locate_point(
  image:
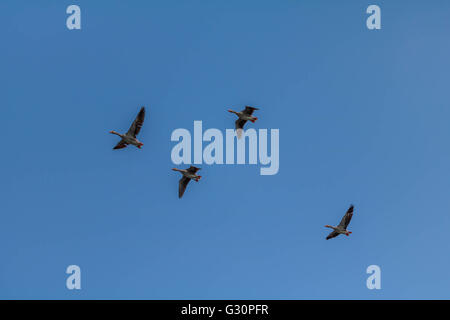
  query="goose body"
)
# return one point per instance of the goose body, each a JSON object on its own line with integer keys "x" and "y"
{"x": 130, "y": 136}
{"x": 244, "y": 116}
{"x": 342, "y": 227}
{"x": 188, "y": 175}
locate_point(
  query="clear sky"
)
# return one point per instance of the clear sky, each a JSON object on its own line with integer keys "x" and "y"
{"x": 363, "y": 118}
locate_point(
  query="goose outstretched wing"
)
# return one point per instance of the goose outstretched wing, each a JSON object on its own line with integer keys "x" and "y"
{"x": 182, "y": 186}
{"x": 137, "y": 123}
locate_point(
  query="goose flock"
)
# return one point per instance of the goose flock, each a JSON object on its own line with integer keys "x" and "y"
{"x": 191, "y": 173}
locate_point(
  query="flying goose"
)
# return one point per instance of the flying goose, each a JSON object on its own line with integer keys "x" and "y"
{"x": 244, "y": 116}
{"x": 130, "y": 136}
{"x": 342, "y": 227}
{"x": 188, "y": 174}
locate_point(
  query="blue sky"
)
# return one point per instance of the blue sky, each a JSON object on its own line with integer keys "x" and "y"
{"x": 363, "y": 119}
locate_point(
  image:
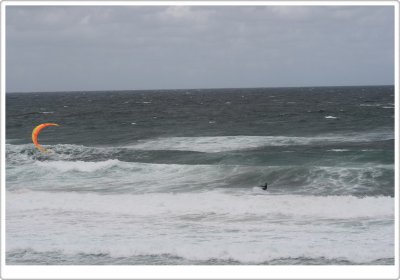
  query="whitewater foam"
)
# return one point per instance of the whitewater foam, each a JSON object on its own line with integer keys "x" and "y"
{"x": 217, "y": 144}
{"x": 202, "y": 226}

============

### What to work on
Update the data above by changing every "goose" to "swan" and leaving everything else as it is. Leave the pictures out of your answer.

### Solved problem
locate_point(
  image:
  query="swan body"
)
# return one point per instance of the swan body, each a JSON object on its own line with integer keys "x" and "y"
{"x": 130, "y": 136}
{"x": 244, "y": 116}
{"x": 342, "y": 227}
{"x": 188, "y": 175}
locate_point(
  query="clear sky"
)
# return one point per instance of the clear sky, each a JSON object on its own line with integer keys "x" and "y"
{"x": 363, "y": 118}
locate_point(
  query="swan outstretched wing"
)
# return one point per instance of the swan outstretched wing, each a JSON object on its own line with integer keys "x" and "y"
{"x": 182, "y": 186}
{"x": 137, "y": 123}
locate_point(
  query="swan flock"
)
# return one point per instance of the swan flock, each a JSON object on its own line with integer keys "x" and "y"
{"x": 191, "y": 173}
locate_point(
  query="flying swan"
)
# return one point per instance of the flying swan, each a JSON object on its own line with integer keys "x" and "y"
{"x": 244, "y": 116}
{"x": 130, "y": 136}
{"x": 342, "y": 227}
{"x": 188, "y": 174}
locate_point(
  query="blue sky"
)
# return one point per instance of the blue sky, each a JSON object on its own line with integer keys "x" and "y"
{"x": 363, "y": 119}
locate_point(
  image:
  query="whitewater foam"
)
# return one point per instance of the whitewater foam, each a JSON object on its own line with integer keys "x" and "y"
{"x": 217, "y": 144}
{"x": 202, "y": 226}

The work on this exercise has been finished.